- [Problem to work on] Could you write out the items from the line with "Where is the white wall" up to and including the line with "(261, 152), (306, 320)" again, swapping "white wall" for "pale wall" and keeping everything else the same?
-- Start Record set --
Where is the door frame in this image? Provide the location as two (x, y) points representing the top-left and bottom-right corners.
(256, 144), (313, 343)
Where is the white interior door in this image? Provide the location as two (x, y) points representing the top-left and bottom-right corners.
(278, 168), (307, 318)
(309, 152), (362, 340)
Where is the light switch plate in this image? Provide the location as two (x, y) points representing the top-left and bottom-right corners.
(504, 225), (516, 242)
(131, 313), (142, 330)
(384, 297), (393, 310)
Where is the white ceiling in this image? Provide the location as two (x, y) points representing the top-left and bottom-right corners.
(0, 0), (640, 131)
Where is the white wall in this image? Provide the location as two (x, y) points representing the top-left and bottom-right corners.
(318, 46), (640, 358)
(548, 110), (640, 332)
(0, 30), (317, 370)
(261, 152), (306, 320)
-- End Record set --
-- Start Record set --
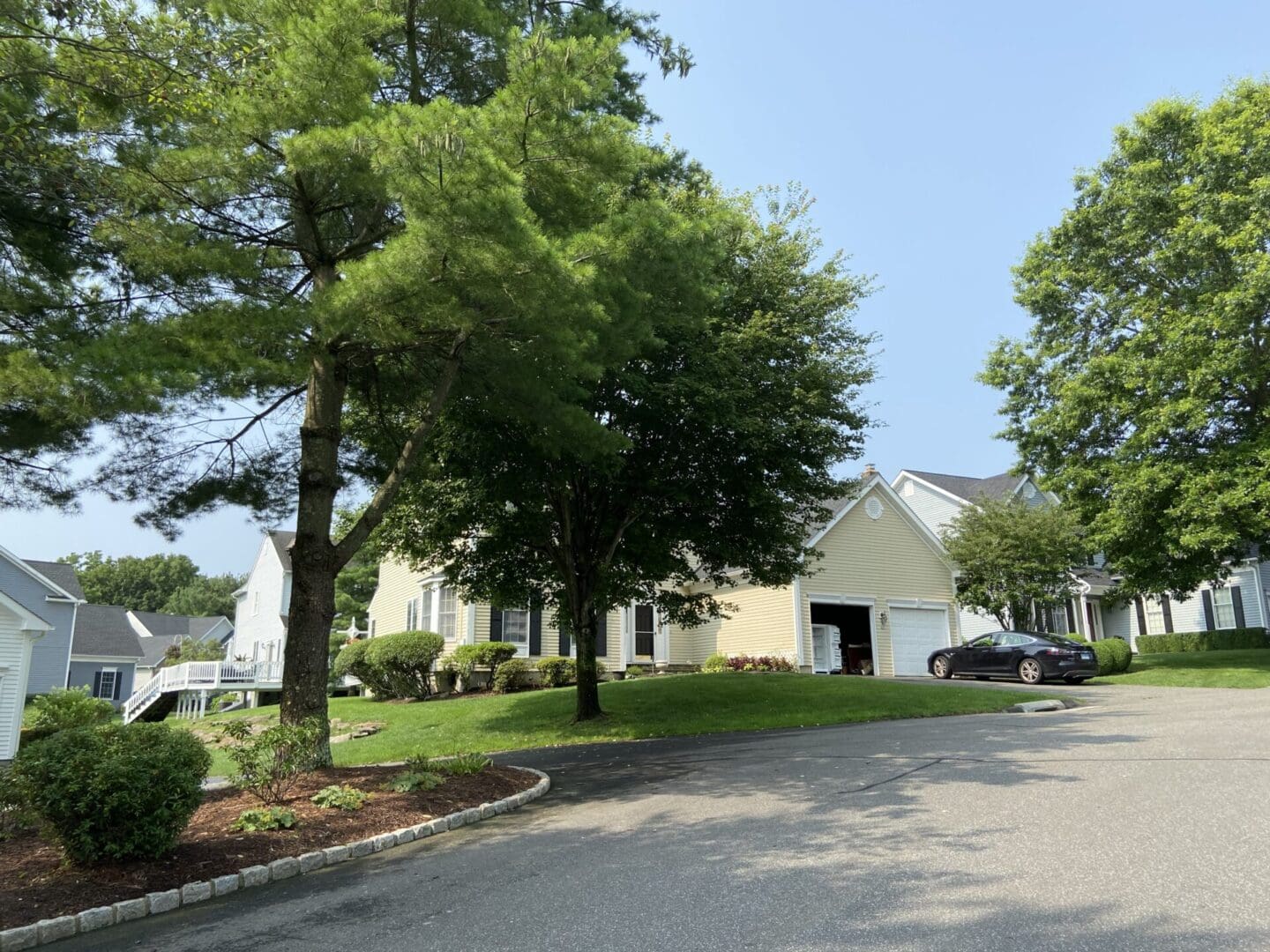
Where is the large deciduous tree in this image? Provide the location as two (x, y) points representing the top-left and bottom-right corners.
-- End Record set --
- [The reply]
Where is the pale wall in this image? Provide the location as two (x, y) points representing the top-left and bottom-right corners.
(318, 46), (640, 358)
(548, 110), (640, 332)
(0, 30), (317, 370)
(261, 152), (306, 320)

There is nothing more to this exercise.